Work to do -
Lines before the one containing "Query: ribbed knit sweater" are left out; copy that line and every later line through the end of the data exactly.

(Data items)
○ ○ ○ ○

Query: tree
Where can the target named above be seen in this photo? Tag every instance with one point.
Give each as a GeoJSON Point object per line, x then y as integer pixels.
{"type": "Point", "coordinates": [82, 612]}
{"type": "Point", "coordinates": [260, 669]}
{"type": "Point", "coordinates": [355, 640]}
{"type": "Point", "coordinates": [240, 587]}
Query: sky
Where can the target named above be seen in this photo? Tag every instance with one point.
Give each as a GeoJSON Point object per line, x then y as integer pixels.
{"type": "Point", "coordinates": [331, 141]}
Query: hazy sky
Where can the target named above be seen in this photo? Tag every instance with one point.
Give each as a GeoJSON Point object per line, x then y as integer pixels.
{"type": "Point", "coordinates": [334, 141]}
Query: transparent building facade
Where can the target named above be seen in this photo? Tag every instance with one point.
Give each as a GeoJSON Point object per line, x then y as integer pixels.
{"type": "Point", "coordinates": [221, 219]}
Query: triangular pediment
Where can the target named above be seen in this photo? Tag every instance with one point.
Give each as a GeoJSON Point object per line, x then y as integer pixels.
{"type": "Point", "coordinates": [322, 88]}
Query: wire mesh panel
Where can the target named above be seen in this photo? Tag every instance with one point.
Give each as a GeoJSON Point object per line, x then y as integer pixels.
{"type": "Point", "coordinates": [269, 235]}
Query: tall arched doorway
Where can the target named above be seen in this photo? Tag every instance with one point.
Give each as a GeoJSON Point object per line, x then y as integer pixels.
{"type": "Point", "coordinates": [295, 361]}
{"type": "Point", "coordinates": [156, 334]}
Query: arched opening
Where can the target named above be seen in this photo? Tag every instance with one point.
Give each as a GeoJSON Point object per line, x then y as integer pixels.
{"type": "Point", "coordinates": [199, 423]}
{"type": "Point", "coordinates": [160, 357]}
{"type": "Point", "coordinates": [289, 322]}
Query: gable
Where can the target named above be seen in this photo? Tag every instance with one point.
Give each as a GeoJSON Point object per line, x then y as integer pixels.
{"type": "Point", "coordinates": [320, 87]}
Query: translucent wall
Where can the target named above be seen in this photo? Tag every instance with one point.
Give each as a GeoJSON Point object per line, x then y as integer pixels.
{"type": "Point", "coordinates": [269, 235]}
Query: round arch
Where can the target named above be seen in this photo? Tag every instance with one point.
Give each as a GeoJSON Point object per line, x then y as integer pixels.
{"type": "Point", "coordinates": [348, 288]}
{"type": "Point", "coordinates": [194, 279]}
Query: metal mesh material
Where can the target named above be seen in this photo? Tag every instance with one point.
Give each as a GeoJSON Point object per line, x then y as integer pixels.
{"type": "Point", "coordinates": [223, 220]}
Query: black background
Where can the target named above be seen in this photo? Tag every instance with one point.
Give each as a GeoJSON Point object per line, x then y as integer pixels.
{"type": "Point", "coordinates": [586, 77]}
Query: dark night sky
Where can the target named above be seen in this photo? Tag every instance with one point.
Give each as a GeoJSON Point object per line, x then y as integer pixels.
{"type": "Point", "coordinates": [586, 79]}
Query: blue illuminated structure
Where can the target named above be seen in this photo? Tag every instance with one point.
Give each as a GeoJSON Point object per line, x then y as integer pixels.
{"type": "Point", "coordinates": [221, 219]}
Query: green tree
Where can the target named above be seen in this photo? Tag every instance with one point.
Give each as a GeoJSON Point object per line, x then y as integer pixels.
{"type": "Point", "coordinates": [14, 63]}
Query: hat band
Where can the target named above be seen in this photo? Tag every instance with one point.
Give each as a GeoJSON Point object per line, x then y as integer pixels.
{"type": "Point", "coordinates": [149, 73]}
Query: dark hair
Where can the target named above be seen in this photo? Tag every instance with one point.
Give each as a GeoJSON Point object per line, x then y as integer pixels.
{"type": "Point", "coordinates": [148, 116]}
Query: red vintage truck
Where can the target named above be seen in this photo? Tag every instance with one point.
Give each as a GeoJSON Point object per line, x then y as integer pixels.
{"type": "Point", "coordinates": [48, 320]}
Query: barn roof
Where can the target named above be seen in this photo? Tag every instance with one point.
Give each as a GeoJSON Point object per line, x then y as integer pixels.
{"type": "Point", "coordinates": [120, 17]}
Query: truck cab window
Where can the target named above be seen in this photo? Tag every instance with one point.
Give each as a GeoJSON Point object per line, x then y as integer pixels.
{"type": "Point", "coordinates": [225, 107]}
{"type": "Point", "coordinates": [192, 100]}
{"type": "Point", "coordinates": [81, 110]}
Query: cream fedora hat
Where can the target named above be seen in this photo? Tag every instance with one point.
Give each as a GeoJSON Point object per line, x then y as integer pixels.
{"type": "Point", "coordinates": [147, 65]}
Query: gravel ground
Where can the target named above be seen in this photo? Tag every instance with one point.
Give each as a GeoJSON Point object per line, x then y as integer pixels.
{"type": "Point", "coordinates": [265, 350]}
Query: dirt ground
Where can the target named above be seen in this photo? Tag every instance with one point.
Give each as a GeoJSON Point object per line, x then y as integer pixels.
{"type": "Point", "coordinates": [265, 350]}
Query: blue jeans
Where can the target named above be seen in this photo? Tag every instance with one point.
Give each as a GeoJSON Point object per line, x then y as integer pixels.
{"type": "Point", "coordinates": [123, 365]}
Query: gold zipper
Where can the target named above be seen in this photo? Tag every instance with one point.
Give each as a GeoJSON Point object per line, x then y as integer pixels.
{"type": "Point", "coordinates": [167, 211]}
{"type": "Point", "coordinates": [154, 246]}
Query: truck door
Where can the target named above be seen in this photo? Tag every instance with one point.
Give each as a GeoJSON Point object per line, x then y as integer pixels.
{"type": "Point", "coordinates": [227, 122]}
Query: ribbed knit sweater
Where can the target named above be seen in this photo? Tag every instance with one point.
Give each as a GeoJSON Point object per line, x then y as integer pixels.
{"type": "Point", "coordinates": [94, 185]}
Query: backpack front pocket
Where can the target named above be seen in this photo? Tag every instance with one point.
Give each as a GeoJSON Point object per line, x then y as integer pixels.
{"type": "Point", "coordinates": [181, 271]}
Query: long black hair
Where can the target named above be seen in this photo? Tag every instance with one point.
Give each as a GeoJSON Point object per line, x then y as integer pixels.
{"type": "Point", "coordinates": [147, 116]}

○ ○ ○ ○

Answer for this exercise -
Query: ribbed knit sweater
Where can the target named above be seen in this photo? Tag every instance with one point.
Give each as a GeoJSON Point object per line, x then y as integer pixels.
{"type": "Point", "coordinates": [94, 185]}
Query: backpack front pocket
Where can the target named above be seen in this photo? Tag every instance with one point.
Give each as a GeoJSON Point object per line, x then y as integer pixels.
{"type": "Point", "coordinates": [181, 271]}
Query: long black hair
Where can the target named above be seen in this photo? Tag every instance with one point.
Give each as a GeoJSON Point object per line, x then y as integer pixels.
{"type": "Point", "coordinates": [147, 116]}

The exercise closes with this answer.